>> BEGIN Excerpted records
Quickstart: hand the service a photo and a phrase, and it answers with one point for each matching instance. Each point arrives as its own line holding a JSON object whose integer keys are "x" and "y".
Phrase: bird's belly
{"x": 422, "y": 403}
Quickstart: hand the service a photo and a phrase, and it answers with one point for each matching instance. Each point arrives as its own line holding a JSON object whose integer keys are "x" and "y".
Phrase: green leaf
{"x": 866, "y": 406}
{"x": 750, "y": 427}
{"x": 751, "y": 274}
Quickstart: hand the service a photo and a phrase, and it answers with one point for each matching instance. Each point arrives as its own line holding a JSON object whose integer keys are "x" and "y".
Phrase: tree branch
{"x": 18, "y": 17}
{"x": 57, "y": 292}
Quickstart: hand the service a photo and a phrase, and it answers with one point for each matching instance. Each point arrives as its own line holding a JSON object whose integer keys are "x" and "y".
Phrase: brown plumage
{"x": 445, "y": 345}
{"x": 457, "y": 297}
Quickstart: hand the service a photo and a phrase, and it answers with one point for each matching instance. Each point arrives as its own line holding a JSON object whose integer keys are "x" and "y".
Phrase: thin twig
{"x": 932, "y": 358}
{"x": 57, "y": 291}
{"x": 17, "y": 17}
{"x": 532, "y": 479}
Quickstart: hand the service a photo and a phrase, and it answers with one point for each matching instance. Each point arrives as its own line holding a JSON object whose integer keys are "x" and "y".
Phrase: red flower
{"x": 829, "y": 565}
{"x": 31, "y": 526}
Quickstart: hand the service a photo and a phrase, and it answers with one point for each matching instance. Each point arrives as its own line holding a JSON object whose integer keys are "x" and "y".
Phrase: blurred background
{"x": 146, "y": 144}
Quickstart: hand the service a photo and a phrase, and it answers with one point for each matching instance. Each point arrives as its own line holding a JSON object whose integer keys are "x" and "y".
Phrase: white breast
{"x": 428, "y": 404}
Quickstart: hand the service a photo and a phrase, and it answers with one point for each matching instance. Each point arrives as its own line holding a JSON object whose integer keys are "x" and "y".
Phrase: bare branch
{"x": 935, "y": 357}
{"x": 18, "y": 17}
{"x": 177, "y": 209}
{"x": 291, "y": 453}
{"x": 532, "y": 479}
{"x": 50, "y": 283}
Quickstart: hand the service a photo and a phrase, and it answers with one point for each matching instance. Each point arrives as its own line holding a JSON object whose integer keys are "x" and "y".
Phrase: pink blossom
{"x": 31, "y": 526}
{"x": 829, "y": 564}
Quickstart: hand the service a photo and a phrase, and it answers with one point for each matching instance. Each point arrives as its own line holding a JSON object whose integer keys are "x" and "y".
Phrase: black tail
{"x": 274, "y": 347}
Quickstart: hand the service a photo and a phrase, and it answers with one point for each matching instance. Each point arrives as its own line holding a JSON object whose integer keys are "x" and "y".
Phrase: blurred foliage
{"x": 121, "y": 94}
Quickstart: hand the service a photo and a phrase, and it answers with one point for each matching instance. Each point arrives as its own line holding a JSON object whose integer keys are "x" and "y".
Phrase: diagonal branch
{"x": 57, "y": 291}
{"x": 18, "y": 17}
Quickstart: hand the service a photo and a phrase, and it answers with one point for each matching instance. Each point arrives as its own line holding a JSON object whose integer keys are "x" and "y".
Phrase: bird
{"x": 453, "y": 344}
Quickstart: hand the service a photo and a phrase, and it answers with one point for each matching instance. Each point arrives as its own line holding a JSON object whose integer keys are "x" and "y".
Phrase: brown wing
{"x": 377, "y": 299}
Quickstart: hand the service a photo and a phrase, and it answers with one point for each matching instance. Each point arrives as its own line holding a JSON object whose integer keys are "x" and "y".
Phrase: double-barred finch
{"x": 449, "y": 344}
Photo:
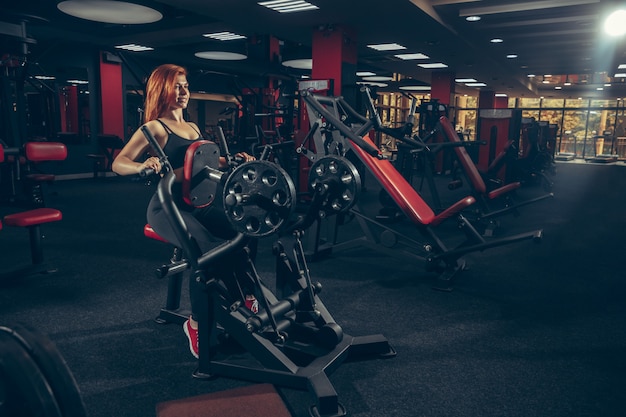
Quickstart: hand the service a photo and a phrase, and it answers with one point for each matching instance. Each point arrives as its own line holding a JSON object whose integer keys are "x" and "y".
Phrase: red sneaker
{"x": 252, "y": 303}
{"x": 192, "y": 335}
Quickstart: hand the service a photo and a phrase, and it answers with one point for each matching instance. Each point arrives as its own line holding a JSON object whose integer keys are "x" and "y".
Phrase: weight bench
{"x": 485, "y": 195}
{"x": 439, "y": 258}
{"x": 173, "y": 271}
{"x": 38, "y": 152}
{"x": 32, "y": 220}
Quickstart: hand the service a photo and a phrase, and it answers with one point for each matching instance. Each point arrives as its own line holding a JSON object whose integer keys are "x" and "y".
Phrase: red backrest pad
{"x": 400, "y": 191}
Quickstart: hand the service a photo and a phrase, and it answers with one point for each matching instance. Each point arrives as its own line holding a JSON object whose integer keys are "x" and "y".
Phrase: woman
{"x": 167, "y": 95}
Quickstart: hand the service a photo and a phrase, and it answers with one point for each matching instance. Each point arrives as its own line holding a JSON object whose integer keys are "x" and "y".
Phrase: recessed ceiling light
{"x": 433, "y": 65}
{"x": 407, "y": 57}
{"x": 135, "y": 48}
{"x": 614, "y": 24}
{"x": 378, "y": 78}
{"x": 415, "y": 88}
{"x": 306, "y": 63}
{"x": 221, "y": 55}
{"x": 386, "y": 47}
{"x": 224, "y": 36}
{"x": 374, "y": 84}
{"x": 106, "y": 11}
{"x": 288, "y": 6}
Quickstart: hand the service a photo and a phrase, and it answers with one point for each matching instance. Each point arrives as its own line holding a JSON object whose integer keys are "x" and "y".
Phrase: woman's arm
{"x": 125, "y": 162}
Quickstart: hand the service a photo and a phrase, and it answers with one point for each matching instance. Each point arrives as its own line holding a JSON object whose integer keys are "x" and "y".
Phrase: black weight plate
{"x": 259, "y": 196}
{"x": 25, "y": 390}
{"x": 342, "y": 180}
{"x": 198, "y": 190}
{"x": 53, "y": 367}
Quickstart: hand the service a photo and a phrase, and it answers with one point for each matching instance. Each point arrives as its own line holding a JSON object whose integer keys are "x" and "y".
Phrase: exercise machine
{"x": 293, "y": 341}
{"x": 445, "y": 261}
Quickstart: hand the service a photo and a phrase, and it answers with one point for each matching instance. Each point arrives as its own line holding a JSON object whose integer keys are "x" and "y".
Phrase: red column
{"x": 334, "y": 56}
{"x": 501, "y": 103}
{"x": 486, "y": 99}
{"x": 112, "y": 99}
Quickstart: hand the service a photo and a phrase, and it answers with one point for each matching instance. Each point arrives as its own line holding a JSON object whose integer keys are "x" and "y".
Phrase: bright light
{"x": 615, "y": 24}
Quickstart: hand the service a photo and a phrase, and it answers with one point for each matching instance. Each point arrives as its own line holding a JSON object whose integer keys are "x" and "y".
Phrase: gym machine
{"x": 445, "y": 262}
{"x": 293, "y": 341}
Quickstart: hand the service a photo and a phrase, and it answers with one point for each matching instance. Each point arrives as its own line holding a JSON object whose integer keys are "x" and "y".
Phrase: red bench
{"x": 32, "y": 220}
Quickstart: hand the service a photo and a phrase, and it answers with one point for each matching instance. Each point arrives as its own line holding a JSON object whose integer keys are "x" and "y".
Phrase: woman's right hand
{"x": 152, "y": 163}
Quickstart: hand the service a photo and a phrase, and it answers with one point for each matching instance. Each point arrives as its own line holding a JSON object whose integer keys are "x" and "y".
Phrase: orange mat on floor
{"x": 259, "y": 400}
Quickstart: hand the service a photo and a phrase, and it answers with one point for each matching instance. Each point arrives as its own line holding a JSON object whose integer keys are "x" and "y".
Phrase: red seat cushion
{"x": 148, "y": 231}
{"x": 33, "y": 217}
{"x": 45, "y": 151}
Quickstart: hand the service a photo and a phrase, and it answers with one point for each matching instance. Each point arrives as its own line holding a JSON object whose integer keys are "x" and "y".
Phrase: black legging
{"x": 209, "y": 226}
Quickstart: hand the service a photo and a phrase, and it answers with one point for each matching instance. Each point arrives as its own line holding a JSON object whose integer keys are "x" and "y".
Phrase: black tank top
{"x": 176, "y": 146}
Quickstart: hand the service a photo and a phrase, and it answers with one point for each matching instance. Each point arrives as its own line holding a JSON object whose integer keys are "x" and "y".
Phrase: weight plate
{"x": 25, "y": 389}
{"x": 340, "y": 178}
{"x": 259, "y": 196}
{"x": 198, "y": 189}
{"x": 53, "y": 367}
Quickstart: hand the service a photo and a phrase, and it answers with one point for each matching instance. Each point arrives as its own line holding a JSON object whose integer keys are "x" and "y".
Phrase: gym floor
{"x": 528, "y": 330}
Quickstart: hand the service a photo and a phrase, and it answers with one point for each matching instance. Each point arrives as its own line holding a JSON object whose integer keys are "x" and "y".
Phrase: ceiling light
{"x": 106, "y": 11}
{"x": 373, "y": 84}
{"x": 134, "y": 47}
{"x": 288, "y": 6}
{"x": 415, "y": 88}
{"x": 407, "y": 57}
{"x": 615, "y": 24}
{"x": 378, "y": 78}
{"x": 221, "y": 55}
{"x": 433, "y": 65}
{"x": 305, "y": 63}
{"x": 386, "y": 47}
{"x": 224, "y": 36}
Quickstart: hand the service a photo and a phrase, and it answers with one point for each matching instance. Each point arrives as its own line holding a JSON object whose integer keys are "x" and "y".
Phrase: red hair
{"x": 160, "y": 90}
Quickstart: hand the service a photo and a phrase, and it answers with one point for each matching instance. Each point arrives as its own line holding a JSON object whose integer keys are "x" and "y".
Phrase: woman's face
{"x": 182, "y": 93}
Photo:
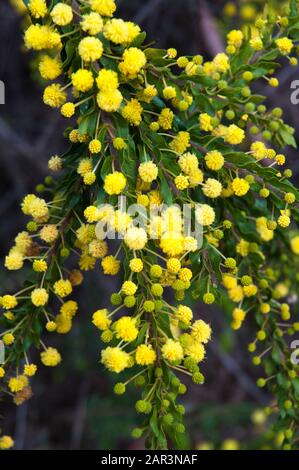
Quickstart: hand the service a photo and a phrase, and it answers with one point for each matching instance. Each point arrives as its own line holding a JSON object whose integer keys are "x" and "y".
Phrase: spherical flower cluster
{"x": 212, "y": 188}
{"x": 115, "y": 183}
{"x": 285, "y": 45}
{"x": 235, "y": 38}
{"x": 63, "y": 288}
{"x": 110, "y": 265}
{"x": 125, "y": 329}
{"x": 145, "y": 355}
{"x": 39, "y": 297}
{"x": 38, "y": 8}
{"x": 240, "y": 186}
{"x": 132, "y": 112}
{"x": 50, "y": 357}
{"x": 234, "y": 135}
{"x": 54, "y": 96}
{"x": 82, "y": 80}
{"x": 133, "y": 61}
{"x": 136, "y": 238}
{"x": 214, "y": 160}
{"x": 103, "y": 7}
{"x": 148, "y": 171}
{"x": 90, "y": 49}
{"x": 172, "y": 351}
{"x": 50, "y": 68}
{"x": 62, "y": 14}
{"x": 92, "y": 23}
{"x": 100, "y": 319}
{"x": 180, "y": 131}
{"x": 115, "y": 359}
{"x": 201, "y": 331}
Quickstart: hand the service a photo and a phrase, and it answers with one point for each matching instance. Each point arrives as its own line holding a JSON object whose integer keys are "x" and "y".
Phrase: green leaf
{"x": 293, "y": 9}
{"x": 106, "y": 167}
{"x": 165, "y": 189}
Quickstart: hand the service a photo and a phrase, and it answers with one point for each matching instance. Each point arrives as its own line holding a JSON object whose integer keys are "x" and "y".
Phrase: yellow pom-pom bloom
{"x": 188, "y": 163}
{"x": 51, "y": 357}
{"x": 169, "y": 92}
{"x": 100, "y": 319}
{"x": 295, "y": 245}
{"x": 9, "y": 301}
{"x": 125, "y": 329}
{"x": 148, "y": 172}
{"x": 39, "y": 265}
{"x": 180, "y": 142}
{"x": 103, "y": 7}
{"x": 54, "y": 96}
{"x": 205, "y": 122}
{"x": 38, "y": 8}
{"x": 181, "y": 182}
{"x": 145, "y": 355}
{"x": 50, "y": 68}
{"x": 82, "y": 80}
{"x": 107, "y": 80}
{"x": 115, "y": 183}
{"x": 132, "y": 112}
{"x": 62, "y": 14}
{"x": 136, "y": 238}
{"x": 205, "y": 214}
{"x": 110, "y": 265}
{"x": 94, "y": 146}
{"x": 212, "y": 188}
{"x": 173, "y": 265}
{"x": 18, "y": 383}
{"x": 235, "y": 38}
{"x": 92, "y": 23}
{"x": 184, "y": 314}
{"x": 68, "y": 110}
{"x": 214, "y": 160}
{"x": 136, "y": 265}
{"x": 129, "y": 288}
{"x": 284, "y": 221}
{"x": 98, "y": 249}
{"x": 201, "y": 331}
{"x": 90, "y": 49}
{"x": 240, "y": 186}
{"x": 14, "y": 261}
{"x": 285, "y": 45}
{"x": 115, "y": 359}
{"x": 166, "y": 119}
{"x": 195, "y": 350}
{"x": 133, "y": 61}
{"x": 109, "y": 101}
{"x": 8, "y": 339}
{"x": 39, "y": 297}
{"x": 234, "y": 135}
{"x": 172, "y": 351}
{"x": 63, "y": 288}
{"x": 30, "y": 370}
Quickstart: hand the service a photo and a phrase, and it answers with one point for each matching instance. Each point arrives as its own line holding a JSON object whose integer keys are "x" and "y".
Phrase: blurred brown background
{"x": 73, "y": 406}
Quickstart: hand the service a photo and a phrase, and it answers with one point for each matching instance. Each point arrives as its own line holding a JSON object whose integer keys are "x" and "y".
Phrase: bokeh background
{"x": 73, "y": 406}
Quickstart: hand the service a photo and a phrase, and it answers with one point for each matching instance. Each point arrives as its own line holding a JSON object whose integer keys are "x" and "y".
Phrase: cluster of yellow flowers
{"x": 163, "y": 143}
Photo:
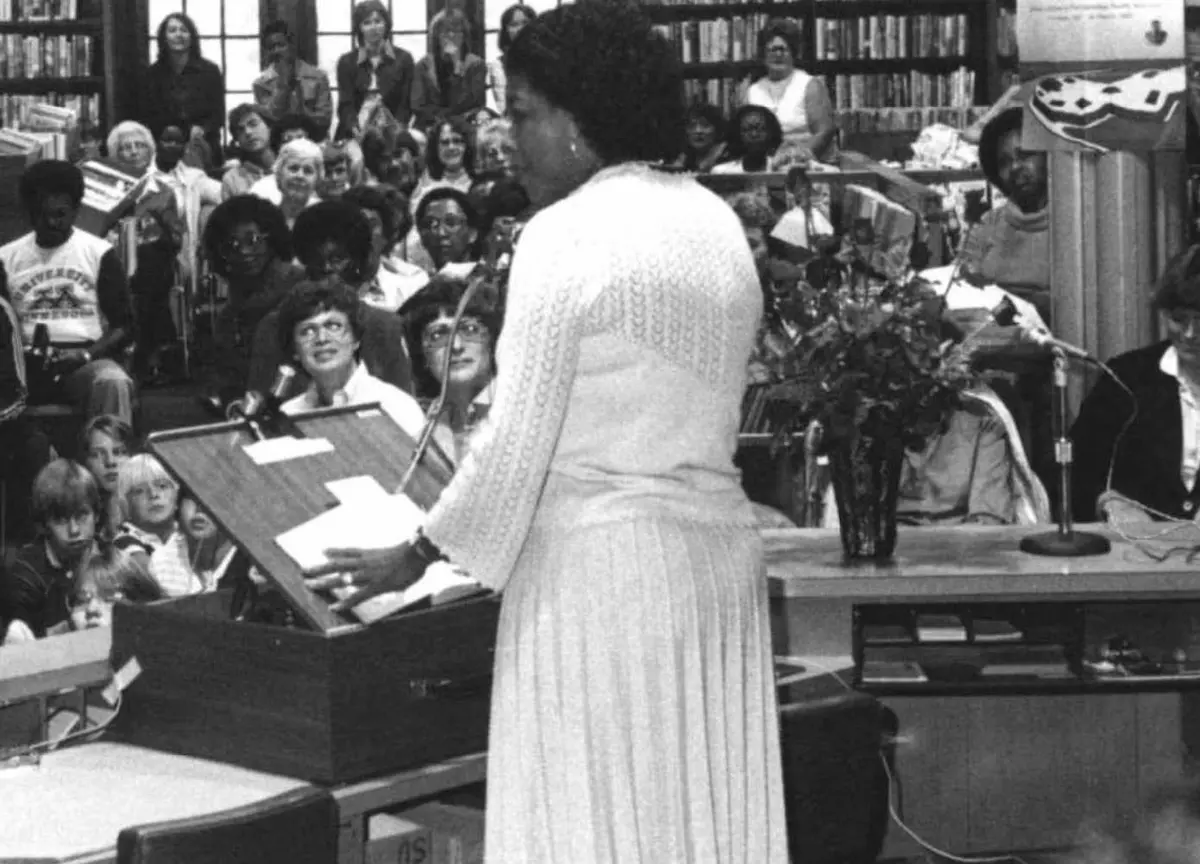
>> END Excerpted records
What you need to do →
Please pull out every line in the records above that contains the word "plate".

Exercise output →
Phrase: black weight plate
Phrase: weight plate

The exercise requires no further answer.